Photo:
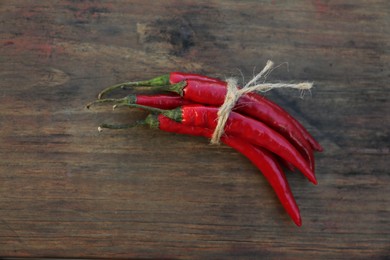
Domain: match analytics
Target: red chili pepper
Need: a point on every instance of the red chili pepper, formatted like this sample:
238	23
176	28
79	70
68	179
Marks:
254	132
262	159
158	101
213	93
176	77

#### Aim of the task:
What you return must match the records line for line, with the pictures left out.

#### Task solution:
Photo:
Domain: match analytics
Target: red chili pepper
Need: a point on every instance of the red chili pepper, formatted like this sample:
238	23
176	28
79	70
68	179
Marks:
254	132
262	159
158	101
213	93
176	77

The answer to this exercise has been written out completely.